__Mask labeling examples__
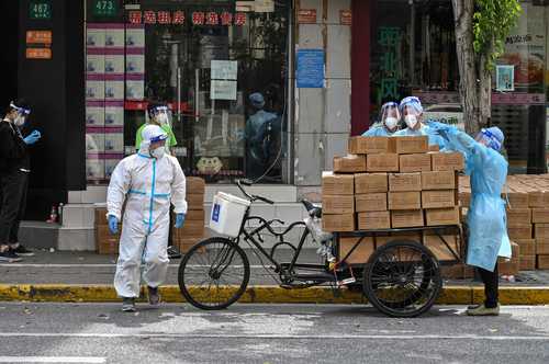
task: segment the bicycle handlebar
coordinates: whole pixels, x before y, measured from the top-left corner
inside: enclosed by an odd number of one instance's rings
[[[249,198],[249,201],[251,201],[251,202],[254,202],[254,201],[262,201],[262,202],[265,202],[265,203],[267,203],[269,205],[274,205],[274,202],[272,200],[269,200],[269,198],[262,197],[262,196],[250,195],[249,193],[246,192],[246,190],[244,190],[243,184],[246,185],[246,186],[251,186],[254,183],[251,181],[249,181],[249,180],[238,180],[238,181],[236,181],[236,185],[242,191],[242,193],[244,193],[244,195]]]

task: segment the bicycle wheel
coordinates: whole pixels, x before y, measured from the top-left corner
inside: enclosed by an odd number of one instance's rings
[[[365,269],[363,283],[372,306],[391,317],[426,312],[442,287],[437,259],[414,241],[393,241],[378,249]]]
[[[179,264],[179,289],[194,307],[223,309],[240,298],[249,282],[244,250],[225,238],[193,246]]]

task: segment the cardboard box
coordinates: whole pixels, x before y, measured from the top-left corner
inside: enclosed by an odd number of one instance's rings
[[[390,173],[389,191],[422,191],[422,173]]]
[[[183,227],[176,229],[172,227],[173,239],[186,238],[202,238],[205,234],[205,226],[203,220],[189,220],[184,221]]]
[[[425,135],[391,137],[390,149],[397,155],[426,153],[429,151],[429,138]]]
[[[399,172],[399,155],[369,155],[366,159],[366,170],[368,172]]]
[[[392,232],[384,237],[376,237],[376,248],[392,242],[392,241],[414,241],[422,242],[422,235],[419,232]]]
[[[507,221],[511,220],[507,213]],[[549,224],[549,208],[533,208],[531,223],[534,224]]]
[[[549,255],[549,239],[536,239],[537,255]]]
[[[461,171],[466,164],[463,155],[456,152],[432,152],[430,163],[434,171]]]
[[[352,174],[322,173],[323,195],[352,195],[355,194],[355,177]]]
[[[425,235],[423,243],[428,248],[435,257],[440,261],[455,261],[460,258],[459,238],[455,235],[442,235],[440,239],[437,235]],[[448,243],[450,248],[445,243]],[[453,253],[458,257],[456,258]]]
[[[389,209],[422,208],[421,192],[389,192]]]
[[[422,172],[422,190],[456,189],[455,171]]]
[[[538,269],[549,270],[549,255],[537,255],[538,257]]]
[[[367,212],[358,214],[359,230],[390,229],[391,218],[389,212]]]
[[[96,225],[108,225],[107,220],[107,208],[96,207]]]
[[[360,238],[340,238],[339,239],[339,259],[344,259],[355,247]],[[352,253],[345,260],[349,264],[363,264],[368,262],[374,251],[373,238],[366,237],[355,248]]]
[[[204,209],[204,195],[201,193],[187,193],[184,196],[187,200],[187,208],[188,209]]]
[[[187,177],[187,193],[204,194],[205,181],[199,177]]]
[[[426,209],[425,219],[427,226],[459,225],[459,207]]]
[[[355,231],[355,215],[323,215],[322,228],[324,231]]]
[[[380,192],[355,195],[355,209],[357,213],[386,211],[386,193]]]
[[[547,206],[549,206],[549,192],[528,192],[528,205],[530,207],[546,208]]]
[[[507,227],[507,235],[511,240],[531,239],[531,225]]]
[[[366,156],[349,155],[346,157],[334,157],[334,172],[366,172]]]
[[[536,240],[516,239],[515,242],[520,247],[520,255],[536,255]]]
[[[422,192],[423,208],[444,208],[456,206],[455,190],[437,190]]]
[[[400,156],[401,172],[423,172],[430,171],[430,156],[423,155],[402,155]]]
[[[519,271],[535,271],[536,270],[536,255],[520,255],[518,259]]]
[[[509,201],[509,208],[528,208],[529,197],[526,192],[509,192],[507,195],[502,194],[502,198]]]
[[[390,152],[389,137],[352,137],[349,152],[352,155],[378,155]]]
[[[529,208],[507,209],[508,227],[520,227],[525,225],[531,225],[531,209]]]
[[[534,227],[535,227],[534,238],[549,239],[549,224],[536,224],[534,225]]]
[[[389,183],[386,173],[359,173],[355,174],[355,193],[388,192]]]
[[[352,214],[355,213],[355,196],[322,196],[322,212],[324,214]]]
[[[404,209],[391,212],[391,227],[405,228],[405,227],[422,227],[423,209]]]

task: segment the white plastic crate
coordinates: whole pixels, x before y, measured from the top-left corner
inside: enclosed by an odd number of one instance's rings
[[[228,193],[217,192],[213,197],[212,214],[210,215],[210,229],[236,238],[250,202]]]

__YOUR GOAL__
The pictures should not appear in the copy; every other part of the records above must be returned exactly.

__SOLUTION TO THIS EXERCISE__
task: segment the bicycle handlebar
coordinates: whole pixels, x before y, measured from the top-left corner
inside: enclosed by an odd number of one instance's rings
[[[249,198],[249,201],[251,201],[251,202],[254,202],[254,201],[262,201],[262,202],[265,202],[265,203],[267,203],[269,205],[274,205],[274,202],[272,200],[269,200],[269,198],[262,197],[262,196],[250,195],[249,193],[246,192],[246,190],[244,190],[243,184],[246,185],[246,186],[251,186],[254,183],[251,181],[249,181],[249,180],[238,180],[238,181],[236,181],[236,185],[242,191],[242,193],[244,193],[244,195]]]

task: segment the bicycle wheel
coordinates: whole pixels, x before y, measured from the top-left corner
inside: enclosed by an odd number of one instance's rings
[[[365,269],[363,283],[372,306],[391,317],[426,312],[442,287],[437,259],[414,241],[393,241],[378,249]]]
[[[179,264],[179,289],[194,307],[223,309],[240,298],[249,282],[244,250],[225,238],[193,246]]]

task: segment the cardboard box
coordinates: whole pixels, x before y, measured from the top-left corner
inside: enclosed by an odd number of one instance's rings
[[[390,173],[389,191],[422,191],[422,173]]]
[[[183,227],[176,229],[172,227],[173,239],[186,238],[202,238],[205,234],[205,226],[203,220],[189,220],[184,221]]]
[[[425,135],[391,137],[390,149],[397,155],[426,153],[429,151],[429,138]]]
[[[399,172],[399,155],[369,155],[366,159],[366,170],[368,172]]]
[[[392,232],[384,237],[376,237],[376,248],[392,242],[392,241],[414,241],[422,242],[422,235],[419,232]]]
[[[507,221],[511,220],[507,213]],[[549,224],[549,208],[533,208],[531,223],[534,224]]]
[[[549,255],[549,239],[536,239],[537,255]]]
[[[461,171],[466,164],[463,155],[456,152],[432,152],[430,163],[434,171]]]
[[[352,174],[322,173],[323,195],[352,195],[355,194],[355,177]]]
[[[425,235],[423,243],[428,248],[435,257],[440,261],[455,261],[460,258],[459,238],[455,235],[442,235],[440,239],[437,235]],[[448,243],[450,248],[445,243]],[[453,253],[458,257],[456,258]]]
[[[389,209],[422,208],[421,192],[389,192]]]
[[[422,172],[422,190],[456,189],[455,171]]]
[[[538,269],[549,270],[549,255],[537,255],[538,257]]]
[[[367,212],[358,214],[359,230],[390,229],[391,218],[389,212]]]
[[[96,225],[108,225],[107,220],[107,208],[96,207]]]
[[[360,238],[340,238],[339,239],[339,259],[344,259],[355,247]],[[352,253],[345,260],[349,264],[363,264],[368,262],[374,251],[373,238],[366,237],[355,248]]]
[[[204,209],[204,195],[201,193],[187,193],[184,196],[187,200],[187,208],[188,209]]]
[[[187,177],[187,193],[204,194],[205,181],[199,177]]]
[[[426,209],[425,219],[427,226],[459,225],[459,207]]]
[[[355,231],[355,215],[323,215],[322,228],[324,231]]]
[[[380,192],[355,195],[355,209],[357,213],[386,211],[386,193]]]
[[[547,206],[549,206],[549,192],[528,192],[528,205],[530,207],[546,208]]]
[[[507,227],[507,235],[511,240],[531,239],[531,225]]]
[[[366,156],[349,155],[346,157],[334,157],[334,172],[366,172]]]
[[[536,240],[516,239],[515,242],[520,247],[520,255],[536,255]]]
[[[422,192],[423,208],[444,208],[456,206],[455,190],[437,190]]]
[[[400,156],[401,172],[423,172],[430,171],[430,156],[423,155],[402,155]]]
[[[519,271],[535,271],[536,270],[536,255],[520,255],[518,259]]]
[[[509,201],[509,208],[528,208],[529,197],[526,192],[509,192],[507,195],[502,194],[502,198]]]
[[[390,152],[389,137],[352,137],[349,152],[352,155],[378,155]]]
[[[529,208],[507,209],[508,227],[520,227],[525,225],[531,225],[531,209]]]
[[[534,227],[535,227],[534,238],[549,239],[549,224],[536,224],[534,225]]]
[[[389,183],[386,173],[359,173],[355,174],[355,193],[388,192]]]
[[[352,214],[355,213],[355,196],[322,196],[322,212],[324,214]]]
[[[404,209],[391,212],[391,227],[405,228],[405,227],[422,227],[423,209]]]

task: segment the white plastic crate
coordinates: whole pixels, x before y, measured from the top-left corner
inside: enclosed by an odd number of one instance's rings
[[[228,193],[217,192],[213,197],[212,214],[210,215],[210,229],[236,238],[250,202]]]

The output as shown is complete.